** start Passage to read **

Number of claimants in this memorandum, 1.

Savage, Virginia, et al., including
Savage, James L.
Savage, David L.
Savage, Sarah Virginia.
Savage, Melvin F.
Savage, Earl V.
Savage, Ernest V.
Savage, Omer.
Savage, Sylvia O.
Savage, Mable P.

Chickasaws by blood. Indian Office files: Land. 5370-19088. These persons are undoubtedly Chickasaws by blood, being members of a well known Chickasaw family, a number of whose members have been enrolled on the approved rolls. It is claimed and is probably true that Mrs. Savage is a cousin of Hon. Charles Carter, who is an enrolled Chickasaw by blood. She was born in the Choctaw-Chickasaw country and claims that her home was therein until after she was married. The governor of the Chickasaw Nation recommends favorable consideration of the petition. The only question of importance so far as Mrs. Savage is concerned is whether she lost her Indian right by removal to Colorado. There was no law of expatriation in the Chickasaw Nation, and in view of the enrollment of other absentees the case should be given reconsideration. The children may have less right than the mother, as there is to be considered in connection with some of them the effect of birth outside of the nation to an alien father. Number of claimants In this memorandum, 10.

Choctaws By Blood
(See Indian Office flies.)

Scarborough, Jerry
One-fourth blood Choctaw. Residence, Pontotoc County, Choctaw-Chickasaw country, since 1881.

Adams, Mollie. et al.
One-fourth blood Choctaw. Born and raised in the Choctaw-Chickasaw country. Member of Scarborough family.

Dunham, Nannie.
One-fourth blood Choctaw. Residence, Indian Territory since 1895. Member of Scarborough family.

Scarborough, John.
One-fourth blood. Removed to Indian Territory prior to June 28, 1898. Brother of Nannie Dunham.

Riddle, Wincy.
Claims over half Choctaw. Residence, Choctaw Nation since 1887.

Crutchfield, Everett.
Other members same family on approved rolls.

Bumgarner, George A.

** end Passage to read **

■ **Written tasks**
A. From the claimants memorandum, render this sentence in Spanish: "The governor of the Chickasaw Nation recommends favorable consideration of the petition."
B. Carry the claimants memorandum forward from its final line, keeping the same entry format.
The records have nothing to do with the claimants memorandum.

** start Material provided **

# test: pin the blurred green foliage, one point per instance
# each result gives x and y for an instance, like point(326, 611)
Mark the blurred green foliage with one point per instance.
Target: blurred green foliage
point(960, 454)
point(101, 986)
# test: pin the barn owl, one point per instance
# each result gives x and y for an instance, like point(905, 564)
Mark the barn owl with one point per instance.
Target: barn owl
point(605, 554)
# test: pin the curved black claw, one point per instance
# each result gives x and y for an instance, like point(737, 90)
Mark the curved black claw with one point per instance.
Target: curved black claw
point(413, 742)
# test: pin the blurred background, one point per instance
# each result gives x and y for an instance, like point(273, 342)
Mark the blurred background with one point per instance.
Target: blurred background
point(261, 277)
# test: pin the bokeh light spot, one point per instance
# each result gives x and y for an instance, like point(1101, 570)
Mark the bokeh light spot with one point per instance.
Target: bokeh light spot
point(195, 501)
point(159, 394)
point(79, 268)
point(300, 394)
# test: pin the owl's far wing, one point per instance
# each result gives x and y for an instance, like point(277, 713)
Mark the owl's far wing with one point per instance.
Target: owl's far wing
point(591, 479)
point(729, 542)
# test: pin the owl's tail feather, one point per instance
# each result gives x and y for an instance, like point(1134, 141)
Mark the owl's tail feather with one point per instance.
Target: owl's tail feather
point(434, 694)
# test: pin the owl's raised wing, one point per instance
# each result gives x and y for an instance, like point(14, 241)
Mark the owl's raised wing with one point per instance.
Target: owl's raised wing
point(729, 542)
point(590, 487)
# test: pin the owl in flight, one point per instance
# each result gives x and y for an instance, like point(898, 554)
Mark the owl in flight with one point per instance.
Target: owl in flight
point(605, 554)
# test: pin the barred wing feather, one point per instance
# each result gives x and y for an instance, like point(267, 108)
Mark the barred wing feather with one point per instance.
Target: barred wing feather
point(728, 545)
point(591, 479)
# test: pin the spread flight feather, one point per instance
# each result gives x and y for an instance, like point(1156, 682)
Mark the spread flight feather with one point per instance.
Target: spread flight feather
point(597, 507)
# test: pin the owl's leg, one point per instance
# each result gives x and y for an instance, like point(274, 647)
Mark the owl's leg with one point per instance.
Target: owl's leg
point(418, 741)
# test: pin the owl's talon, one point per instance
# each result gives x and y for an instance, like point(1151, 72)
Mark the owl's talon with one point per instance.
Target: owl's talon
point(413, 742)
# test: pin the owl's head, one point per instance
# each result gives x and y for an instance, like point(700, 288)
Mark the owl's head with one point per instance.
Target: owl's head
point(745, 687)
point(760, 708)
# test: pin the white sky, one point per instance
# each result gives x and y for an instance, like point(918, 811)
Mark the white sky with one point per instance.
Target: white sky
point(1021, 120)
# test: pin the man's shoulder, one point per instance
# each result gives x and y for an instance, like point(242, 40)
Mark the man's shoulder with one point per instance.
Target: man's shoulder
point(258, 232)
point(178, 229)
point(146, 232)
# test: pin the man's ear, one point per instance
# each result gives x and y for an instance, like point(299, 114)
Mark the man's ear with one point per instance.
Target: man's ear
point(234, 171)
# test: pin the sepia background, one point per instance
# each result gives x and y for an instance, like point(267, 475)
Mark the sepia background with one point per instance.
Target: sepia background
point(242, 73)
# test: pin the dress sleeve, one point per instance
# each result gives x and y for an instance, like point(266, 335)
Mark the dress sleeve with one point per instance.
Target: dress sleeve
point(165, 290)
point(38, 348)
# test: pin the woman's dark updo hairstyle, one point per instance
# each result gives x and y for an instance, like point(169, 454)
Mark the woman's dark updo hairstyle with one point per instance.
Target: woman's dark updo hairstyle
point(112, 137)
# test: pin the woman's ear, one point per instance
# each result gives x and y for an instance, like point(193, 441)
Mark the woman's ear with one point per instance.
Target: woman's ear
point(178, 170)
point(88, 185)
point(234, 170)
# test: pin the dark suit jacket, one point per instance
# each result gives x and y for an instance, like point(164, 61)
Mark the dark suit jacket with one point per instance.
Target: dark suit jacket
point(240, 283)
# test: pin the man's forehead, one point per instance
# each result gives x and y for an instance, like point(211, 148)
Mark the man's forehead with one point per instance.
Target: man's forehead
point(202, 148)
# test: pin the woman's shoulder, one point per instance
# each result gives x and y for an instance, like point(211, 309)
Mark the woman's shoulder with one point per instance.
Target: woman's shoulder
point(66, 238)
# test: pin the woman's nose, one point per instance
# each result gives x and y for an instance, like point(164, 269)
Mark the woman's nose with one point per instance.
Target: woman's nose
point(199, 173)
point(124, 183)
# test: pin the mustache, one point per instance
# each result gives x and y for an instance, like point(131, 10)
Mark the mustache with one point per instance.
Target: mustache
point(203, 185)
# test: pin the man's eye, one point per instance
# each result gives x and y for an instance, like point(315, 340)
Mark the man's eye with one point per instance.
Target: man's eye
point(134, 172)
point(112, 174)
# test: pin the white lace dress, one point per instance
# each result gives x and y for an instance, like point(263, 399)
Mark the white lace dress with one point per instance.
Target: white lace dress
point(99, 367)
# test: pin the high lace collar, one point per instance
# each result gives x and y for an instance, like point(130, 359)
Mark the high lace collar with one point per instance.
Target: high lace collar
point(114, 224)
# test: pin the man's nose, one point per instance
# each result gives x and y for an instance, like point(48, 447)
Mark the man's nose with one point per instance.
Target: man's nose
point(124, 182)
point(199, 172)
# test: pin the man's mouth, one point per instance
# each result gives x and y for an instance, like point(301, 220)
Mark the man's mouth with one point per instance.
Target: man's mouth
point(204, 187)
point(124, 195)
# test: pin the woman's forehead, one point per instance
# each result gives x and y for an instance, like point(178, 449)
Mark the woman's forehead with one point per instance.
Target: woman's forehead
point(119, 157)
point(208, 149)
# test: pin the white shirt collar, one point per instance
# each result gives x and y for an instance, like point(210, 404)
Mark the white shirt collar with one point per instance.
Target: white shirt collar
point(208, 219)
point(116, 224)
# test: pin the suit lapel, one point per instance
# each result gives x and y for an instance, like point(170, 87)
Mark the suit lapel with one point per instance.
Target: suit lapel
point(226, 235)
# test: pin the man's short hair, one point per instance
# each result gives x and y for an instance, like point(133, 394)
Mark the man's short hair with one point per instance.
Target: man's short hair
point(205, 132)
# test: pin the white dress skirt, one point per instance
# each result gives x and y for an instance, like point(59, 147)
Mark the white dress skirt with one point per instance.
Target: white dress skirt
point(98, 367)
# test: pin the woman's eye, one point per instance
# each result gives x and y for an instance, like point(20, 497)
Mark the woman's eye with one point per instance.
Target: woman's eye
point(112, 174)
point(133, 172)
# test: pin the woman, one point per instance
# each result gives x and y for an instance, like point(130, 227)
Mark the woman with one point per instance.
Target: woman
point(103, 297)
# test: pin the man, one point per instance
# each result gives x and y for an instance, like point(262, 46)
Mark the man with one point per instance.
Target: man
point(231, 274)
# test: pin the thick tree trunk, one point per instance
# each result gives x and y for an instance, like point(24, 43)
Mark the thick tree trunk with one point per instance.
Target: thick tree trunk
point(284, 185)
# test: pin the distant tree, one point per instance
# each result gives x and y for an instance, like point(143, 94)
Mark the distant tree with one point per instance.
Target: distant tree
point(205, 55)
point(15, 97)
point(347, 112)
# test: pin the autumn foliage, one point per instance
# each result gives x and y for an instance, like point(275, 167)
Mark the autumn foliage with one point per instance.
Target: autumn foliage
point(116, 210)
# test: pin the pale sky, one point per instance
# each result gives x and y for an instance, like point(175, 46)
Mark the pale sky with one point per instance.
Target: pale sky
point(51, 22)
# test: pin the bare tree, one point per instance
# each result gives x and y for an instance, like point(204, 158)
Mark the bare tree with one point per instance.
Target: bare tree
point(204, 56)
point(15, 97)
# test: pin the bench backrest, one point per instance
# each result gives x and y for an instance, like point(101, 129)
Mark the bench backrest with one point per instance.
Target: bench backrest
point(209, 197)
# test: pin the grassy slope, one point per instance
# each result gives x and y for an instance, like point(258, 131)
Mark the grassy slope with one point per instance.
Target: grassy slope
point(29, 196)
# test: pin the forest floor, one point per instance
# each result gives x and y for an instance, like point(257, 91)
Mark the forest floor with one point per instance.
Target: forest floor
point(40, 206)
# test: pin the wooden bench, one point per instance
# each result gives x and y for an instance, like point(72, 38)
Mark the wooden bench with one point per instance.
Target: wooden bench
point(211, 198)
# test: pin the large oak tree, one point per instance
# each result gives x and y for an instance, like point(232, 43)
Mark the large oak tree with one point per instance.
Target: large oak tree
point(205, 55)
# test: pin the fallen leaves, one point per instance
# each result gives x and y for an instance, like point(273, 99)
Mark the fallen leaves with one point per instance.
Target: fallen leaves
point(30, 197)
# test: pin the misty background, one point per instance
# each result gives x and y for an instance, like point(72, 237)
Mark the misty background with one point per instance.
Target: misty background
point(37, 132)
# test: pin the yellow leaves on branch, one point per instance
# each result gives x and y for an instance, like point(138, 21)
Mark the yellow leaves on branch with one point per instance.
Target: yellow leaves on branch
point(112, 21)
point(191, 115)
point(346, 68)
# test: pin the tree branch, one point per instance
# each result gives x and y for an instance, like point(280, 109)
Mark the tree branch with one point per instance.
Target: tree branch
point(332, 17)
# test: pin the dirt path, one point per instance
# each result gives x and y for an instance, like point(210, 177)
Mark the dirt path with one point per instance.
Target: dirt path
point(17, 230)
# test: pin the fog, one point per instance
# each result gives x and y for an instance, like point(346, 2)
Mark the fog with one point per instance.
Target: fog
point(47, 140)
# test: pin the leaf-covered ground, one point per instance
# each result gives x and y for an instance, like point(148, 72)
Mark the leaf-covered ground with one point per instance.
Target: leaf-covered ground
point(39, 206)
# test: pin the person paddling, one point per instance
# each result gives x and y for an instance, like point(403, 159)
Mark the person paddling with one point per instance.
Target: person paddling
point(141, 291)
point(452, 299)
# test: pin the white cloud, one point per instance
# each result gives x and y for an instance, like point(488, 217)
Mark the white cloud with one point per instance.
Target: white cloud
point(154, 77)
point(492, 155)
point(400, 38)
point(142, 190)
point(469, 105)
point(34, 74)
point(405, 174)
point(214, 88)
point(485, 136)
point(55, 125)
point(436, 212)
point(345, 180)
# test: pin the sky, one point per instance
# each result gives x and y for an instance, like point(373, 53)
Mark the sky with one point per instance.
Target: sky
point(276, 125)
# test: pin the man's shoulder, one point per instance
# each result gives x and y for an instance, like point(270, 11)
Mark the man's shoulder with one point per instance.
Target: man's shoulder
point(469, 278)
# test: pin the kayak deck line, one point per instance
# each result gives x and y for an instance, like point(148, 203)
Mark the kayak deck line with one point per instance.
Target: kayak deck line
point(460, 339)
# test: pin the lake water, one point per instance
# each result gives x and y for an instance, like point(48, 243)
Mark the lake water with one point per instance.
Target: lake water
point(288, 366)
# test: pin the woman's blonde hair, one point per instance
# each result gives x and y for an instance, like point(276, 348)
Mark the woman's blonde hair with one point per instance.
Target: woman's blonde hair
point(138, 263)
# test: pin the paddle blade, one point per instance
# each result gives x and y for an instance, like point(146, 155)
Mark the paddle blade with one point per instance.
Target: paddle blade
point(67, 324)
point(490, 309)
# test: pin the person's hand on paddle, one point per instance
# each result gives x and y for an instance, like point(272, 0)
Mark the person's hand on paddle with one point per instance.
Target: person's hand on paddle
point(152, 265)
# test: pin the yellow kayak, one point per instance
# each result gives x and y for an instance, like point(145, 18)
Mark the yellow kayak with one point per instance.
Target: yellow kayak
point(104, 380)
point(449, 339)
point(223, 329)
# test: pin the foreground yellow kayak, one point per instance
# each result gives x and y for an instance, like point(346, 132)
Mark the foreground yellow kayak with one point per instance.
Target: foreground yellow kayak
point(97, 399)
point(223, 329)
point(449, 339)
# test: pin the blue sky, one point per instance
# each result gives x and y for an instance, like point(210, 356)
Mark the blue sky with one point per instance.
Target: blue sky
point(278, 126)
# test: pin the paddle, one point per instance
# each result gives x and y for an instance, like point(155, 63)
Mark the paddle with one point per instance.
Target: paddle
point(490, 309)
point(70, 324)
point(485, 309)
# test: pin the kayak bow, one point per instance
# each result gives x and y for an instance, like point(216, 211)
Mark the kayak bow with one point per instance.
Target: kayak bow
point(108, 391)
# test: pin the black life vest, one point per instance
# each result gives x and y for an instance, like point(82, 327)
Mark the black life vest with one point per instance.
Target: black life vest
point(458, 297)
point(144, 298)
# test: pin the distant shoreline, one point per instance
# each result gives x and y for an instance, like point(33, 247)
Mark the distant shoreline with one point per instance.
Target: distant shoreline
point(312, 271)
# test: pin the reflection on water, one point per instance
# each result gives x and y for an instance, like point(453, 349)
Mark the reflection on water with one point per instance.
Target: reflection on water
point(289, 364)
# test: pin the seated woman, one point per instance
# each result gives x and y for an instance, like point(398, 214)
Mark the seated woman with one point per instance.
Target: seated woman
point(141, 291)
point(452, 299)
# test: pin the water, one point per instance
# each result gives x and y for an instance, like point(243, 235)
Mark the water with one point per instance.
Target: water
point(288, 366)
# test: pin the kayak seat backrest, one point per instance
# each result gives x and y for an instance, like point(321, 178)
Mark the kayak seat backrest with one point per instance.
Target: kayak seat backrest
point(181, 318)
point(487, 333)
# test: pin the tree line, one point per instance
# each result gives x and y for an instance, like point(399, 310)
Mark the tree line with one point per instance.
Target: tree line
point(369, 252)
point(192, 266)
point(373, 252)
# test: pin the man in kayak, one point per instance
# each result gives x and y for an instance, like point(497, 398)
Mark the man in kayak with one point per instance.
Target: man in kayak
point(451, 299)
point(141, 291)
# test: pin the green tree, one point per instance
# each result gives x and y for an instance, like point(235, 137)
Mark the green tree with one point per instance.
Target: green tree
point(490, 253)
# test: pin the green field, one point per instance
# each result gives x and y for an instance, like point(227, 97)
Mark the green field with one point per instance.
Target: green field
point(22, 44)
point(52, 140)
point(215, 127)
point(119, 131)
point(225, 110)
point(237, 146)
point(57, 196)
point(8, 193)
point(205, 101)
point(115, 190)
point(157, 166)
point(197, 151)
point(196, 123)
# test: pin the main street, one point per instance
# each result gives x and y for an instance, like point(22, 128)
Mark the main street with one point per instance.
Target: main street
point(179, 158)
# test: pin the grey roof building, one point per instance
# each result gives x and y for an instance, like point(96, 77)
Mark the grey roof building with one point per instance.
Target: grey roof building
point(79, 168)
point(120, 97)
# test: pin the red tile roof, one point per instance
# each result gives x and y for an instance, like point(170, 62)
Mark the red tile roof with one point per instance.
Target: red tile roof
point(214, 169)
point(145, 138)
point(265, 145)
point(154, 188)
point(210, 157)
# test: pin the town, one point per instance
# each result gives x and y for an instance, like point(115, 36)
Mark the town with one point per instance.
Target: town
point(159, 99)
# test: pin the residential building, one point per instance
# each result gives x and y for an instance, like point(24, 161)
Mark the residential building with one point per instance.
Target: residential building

** end Material provided **

■ **Answers by task**
A. El gobernador de la Nación Chickasaw recomienda que se considere favorablemente la petición.

B.
Scheduled for enrollment by Commissioner to the Five Civilized Tribes. Denied enrollment on jurisdictional grounds.
Approximate number of claimants in this memorandum, 10.

Schufeldt, Charles E.
Cherokee by adoption. Files: Records of Commissioner to the Five Civilized Tribes and letter of Martha Ann Schufeldt of March 16, 1909, on file in Indian Office. It is claimed that this boy is a member of the band of Shawnees who were adopted as Cherokees by treaty stipulations. It is also claimed that other children who are members of the same family have been enrolled.
Number of claimants in this memorandum, 1.

Scott, Etta, et al (Including Etta Scott, her five minor children, and her sister).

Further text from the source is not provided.